Required work: Please return all of the entries below exactly as they are written.

[Material for the task Boundary: Start]

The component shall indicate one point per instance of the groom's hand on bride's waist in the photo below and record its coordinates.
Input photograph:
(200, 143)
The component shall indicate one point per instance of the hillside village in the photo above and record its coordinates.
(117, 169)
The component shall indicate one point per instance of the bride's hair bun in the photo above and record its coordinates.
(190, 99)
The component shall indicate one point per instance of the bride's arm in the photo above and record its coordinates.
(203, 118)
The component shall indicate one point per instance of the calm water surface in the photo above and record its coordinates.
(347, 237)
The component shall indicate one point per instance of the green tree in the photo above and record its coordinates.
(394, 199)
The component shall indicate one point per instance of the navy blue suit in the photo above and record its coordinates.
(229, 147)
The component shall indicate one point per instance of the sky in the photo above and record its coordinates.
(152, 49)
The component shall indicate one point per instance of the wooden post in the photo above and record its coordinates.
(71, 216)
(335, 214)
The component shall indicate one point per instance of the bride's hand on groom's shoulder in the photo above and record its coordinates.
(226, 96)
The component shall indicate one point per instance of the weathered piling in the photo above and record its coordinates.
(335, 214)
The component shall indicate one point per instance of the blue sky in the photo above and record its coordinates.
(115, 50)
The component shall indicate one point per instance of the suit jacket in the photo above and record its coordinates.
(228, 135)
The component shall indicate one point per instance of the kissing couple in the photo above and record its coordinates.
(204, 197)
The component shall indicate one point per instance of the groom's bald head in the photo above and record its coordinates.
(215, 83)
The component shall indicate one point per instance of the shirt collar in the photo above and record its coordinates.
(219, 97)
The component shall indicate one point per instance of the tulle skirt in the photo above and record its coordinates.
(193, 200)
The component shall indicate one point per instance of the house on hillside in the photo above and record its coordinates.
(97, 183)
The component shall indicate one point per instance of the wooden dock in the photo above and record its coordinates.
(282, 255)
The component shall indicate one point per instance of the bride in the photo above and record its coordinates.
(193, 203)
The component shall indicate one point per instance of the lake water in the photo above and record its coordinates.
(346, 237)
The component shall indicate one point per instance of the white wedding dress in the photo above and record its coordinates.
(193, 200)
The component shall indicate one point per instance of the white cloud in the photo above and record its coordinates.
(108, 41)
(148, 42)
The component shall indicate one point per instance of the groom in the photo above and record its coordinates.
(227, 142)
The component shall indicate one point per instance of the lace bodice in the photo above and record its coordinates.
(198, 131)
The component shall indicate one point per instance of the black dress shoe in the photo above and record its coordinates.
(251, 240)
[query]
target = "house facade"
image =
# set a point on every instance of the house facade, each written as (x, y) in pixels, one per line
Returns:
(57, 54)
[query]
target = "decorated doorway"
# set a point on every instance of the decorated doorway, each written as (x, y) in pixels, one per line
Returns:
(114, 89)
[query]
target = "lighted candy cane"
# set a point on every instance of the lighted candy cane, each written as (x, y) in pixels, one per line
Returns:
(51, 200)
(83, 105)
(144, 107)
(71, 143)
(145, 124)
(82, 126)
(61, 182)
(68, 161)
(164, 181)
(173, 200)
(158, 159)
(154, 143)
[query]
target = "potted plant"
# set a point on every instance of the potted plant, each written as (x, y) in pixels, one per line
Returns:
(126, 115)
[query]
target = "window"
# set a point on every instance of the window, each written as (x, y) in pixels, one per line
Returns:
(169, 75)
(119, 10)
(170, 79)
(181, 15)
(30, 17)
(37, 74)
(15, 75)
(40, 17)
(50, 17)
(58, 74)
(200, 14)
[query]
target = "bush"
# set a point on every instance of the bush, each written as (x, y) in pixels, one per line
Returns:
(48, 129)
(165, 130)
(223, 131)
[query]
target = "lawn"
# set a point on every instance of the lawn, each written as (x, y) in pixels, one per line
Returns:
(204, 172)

[Material for the task Boundary: End]

Solution to this exercise:
The component shall indicate one point per instance of the groom's hand on bride's waist in the photo below and record its coordinates.
Input photograph:
(200, 143)
The component shall indicate one point per instance of the hillside village in the photo above and record its coordinates.
(117, 169)
The component shall indicate one point per instance of the bride's hair bun in the photo above and record its coordinates.
(190, 99)
The component shall indicate one point per instance of the bride's arm in the photo above and record its coordinates.
(203, 118)
The component shall indicate one point per instance of the calm water surface in the photo above and record its coordinates.
(347, 237)
The component shall indicate one point per instance of the green tree in the photo above and record its coordinates.
(394, 199)
The component shall indicate one point per instance of the navy blue suit in the photo above and record its coordinates.
(229, 147)
The component shall indicate one point per instance of the sky in the photo above and record its coordinates.
(152, 49)
The component shall indicate one point per instance of the wooden post in the photo above and record its coordinates.
(71, 216)
(335, 214)
The component shall indicate one point per instance of the bride's hand on groom's shoulder in the photo above and record its coordinates.
(226, 96)
The component shall indicate one point per instance of the weathered piling in the photo above and record its coordinates.
(335, 214)
The component shall indicate one point per instance of the blue sky in the photo above and record its coordinates.
(115, 50)
The component shall indicate one point per instance of the suit jacket in the photo above and record its coordinates.
(228, 135)
The component shall indicate one point per instance of the kissing couple in the photo above and record its coordinates.
(204, 197)
The component shall indicate one point per instance of the groom's bald head in the photo above and record its coordinates.
(215, 83)
The component shall indicate one point per instance of the shirt collar in the photo above and record its coordinates.
(219, 97)
The component shall indicate one point per instance of the tulle skirt in the photo above and record its coordinates.
(193, 200)
The component shall indicate one point per instance of the house on hillside in the photo above and record its coordinates.
(97, 183)
The component shall indicate one point per instance of the wooden dock in the photo above and record its coordinates.
(282, 255)
The component shall indicate one point per instance of the bride in the photo above and record its coordinates.
(193, 203)
The component shall indicate one point per instance of the lake water in the photo above and record its coordinates.
(346, 237)
The component shall indicate one point per instance of the white wedding dress in the photo above and record its coordinates.
(193, 200)
The component shall indicate one point per instance of the white cloud in the photo above and record its coordinates.
(108, 41)
(148, 42)
The component shall indicate one point per instance of the groom in the photo above and record its coordinates.
(227, 142)
The component shall indicate one point per instance of the lace bodice in the photo above and record its coordinates.
(198, 131)
The component shall indicate one point per instance of the black dress shoe in the photo above and record its coordinates.
(251, 240)
[query]
target = "house facade"
image =
# set a point on every instance of the house facade, each written as (x, y) in pixels, one per line
Returns:
(57, 54)
[query]
target = "decorated doorway"
# set a point on every instance of the decorated doorway, each written as (x, y) in pixels, one per line
Returns:
(114, 89)
[query]
target = "lighted candy cane"
# set a point on every instance of the lighted candy cane, each written as (x, y) in pixels, one per line
Returns:
(51, 200)
(83, 105)
(144, 107)
(71, 143)
(145, 124)
(82, 126)
(61, 182)
(68, 161)
(164, 181)
(173, 200)
(158, 159)
(154, 143)
[query]
target = "potted plant"
# set a point on every instance of the potted plant, each written as (x, y) in pixels, one per line
Returns:
(126, 115)
[query]
target = "window"
# set a point on every instance of the window, each written as (x, y) in pixels, one per line
Returns:
(169, 75)
(119, 10)
(170, 79)
(181, 15)
(30, 17)
(37, 74)
(15, 75)
(40, 17)
(50, 17)
(58, 74)
(200, 14)
[query]
target = "bush"
# set a point on every instance of the bush, each written as (x, y) in pixels, one per line
Returns:
(48, 129)
(165, 130)
(223, 131)
[query]
target = "lawn"
# set a point on every instance of the lawn, each written as (x, y) in pixels, one per line
Returns:
(204, 172)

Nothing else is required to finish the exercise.